**INFORMATION SHOWN:**
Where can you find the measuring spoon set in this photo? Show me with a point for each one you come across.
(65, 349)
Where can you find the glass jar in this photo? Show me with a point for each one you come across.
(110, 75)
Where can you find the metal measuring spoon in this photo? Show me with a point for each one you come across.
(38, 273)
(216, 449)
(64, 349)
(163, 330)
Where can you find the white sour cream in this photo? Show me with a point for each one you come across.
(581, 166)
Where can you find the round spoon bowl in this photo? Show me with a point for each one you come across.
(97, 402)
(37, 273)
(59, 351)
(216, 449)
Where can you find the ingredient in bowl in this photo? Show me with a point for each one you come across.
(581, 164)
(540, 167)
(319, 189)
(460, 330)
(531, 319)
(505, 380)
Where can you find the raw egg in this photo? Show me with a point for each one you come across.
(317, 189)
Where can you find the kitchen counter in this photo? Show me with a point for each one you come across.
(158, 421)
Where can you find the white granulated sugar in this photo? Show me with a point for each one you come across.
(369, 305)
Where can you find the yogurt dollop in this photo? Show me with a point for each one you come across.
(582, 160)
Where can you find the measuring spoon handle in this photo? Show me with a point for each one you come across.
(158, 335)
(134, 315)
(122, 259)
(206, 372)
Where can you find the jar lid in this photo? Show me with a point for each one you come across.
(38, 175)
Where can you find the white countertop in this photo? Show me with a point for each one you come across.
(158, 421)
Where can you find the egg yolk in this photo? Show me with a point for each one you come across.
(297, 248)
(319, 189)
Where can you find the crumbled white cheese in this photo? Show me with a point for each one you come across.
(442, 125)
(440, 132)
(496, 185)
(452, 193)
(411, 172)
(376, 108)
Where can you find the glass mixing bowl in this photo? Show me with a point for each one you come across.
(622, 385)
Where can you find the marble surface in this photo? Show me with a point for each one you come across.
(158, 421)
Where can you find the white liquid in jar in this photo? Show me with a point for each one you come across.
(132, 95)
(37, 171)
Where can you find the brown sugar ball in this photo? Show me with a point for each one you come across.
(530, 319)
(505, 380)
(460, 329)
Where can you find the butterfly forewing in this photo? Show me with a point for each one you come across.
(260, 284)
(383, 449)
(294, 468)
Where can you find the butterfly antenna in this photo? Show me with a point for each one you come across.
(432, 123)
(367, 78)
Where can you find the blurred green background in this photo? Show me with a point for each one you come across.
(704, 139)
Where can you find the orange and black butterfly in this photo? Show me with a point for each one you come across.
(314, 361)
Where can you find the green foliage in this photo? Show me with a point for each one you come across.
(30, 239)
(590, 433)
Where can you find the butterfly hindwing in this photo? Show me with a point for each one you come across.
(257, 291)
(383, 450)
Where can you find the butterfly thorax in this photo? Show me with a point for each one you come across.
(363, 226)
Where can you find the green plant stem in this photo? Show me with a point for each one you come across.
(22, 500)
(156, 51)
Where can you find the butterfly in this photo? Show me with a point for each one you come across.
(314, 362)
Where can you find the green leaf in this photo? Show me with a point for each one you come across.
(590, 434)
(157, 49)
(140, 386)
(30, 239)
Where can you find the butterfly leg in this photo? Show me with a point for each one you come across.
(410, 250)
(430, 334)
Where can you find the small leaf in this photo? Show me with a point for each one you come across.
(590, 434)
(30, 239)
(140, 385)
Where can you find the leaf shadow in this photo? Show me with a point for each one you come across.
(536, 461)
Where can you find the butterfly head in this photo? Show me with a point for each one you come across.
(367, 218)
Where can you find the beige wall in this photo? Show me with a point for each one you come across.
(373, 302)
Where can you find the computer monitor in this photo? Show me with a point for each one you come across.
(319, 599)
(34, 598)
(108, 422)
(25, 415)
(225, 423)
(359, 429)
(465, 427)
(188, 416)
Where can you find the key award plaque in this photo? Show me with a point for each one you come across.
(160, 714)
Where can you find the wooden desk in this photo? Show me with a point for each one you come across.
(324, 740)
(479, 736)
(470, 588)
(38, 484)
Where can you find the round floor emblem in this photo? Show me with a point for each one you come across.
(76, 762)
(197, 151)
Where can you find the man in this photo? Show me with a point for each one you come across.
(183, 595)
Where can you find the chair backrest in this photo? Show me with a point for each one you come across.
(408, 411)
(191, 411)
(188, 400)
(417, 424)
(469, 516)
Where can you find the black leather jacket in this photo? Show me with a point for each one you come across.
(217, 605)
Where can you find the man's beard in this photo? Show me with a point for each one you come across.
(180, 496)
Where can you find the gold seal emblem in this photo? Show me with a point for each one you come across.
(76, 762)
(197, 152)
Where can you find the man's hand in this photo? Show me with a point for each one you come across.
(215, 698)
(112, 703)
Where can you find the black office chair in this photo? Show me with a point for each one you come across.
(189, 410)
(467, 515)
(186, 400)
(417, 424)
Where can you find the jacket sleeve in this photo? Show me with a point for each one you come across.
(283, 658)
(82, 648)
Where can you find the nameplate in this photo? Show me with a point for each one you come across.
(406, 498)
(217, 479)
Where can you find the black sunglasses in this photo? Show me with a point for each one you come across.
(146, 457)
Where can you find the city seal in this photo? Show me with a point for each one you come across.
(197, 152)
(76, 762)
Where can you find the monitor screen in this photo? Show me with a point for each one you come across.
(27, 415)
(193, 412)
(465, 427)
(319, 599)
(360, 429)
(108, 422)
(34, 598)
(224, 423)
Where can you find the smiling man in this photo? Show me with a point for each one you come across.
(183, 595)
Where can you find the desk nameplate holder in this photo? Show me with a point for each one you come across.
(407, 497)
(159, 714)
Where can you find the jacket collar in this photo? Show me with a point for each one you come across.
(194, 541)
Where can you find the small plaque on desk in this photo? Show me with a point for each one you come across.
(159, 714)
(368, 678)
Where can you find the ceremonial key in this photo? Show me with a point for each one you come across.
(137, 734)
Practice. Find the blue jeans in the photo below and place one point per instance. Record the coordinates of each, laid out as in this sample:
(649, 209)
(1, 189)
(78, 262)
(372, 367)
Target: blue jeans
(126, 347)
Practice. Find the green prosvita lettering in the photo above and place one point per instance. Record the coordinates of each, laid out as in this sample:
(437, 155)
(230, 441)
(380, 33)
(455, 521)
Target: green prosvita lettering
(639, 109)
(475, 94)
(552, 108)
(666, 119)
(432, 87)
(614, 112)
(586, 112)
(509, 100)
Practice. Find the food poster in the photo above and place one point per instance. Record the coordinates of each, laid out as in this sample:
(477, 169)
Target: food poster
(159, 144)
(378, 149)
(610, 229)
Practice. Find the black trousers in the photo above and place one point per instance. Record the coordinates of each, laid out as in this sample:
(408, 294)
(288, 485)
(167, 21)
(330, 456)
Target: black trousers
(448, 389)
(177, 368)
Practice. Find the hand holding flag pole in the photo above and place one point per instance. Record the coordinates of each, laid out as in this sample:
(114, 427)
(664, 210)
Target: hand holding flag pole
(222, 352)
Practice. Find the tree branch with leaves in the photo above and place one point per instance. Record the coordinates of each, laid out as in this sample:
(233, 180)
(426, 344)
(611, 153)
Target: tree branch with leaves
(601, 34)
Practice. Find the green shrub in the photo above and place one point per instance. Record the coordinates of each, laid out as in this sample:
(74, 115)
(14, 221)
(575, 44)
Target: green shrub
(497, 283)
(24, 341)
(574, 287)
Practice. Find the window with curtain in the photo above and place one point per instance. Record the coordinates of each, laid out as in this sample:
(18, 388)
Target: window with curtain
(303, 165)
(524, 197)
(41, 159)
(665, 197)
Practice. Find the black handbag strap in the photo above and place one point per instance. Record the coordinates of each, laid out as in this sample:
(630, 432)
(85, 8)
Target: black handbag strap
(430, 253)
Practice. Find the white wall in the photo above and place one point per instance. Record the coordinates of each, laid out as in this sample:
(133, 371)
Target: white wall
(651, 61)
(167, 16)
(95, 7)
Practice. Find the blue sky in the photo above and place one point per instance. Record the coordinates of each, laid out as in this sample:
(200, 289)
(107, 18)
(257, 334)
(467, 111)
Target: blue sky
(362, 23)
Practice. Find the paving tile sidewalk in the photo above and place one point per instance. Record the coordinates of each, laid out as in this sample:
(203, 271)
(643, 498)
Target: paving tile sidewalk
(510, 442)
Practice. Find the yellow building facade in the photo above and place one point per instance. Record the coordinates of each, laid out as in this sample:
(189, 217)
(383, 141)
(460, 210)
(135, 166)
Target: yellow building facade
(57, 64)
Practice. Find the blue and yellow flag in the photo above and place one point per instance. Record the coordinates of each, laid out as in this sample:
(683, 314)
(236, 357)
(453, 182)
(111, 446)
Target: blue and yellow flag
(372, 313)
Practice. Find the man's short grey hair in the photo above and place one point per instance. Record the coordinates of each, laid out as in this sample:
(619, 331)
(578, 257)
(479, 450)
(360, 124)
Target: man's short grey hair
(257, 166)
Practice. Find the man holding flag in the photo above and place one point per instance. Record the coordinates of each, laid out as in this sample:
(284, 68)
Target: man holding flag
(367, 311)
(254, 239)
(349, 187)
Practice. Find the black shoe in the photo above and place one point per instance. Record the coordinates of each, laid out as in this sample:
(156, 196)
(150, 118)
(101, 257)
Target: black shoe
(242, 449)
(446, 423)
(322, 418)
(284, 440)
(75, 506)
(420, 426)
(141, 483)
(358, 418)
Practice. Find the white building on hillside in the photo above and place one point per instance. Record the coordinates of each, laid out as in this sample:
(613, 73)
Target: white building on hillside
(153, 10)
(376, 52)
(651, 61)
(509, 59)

**TASK GOAL:** Only the lines from the one with "Target: man holding flag" through the final line above belong in the answer, each retyped exactly.

**TASK ANSWER:**
Target: man holding flag
(367, 311)
(254, 239)
(349, 187)
Practice. Find the black shoe in the photo above and place one point per instance. Record the coordinates of each, laid out as in this sample:
(156, 196)
(150, 118)
(101, 257)
Target: black shoe
(242, 449)
(446, 423)
(322, 418)
(284, 440)
(75, 506)
(420, 426)
(141, 483)
(358, 418)
Practice. Find the white building on hillside in the photo above and place one point per instance. Record the coordinates of each, laid out as in this sample:
(613, 73)
Target: white building on hillside
(153, 10)
(376, 52)
(651, 61)
(509, 59)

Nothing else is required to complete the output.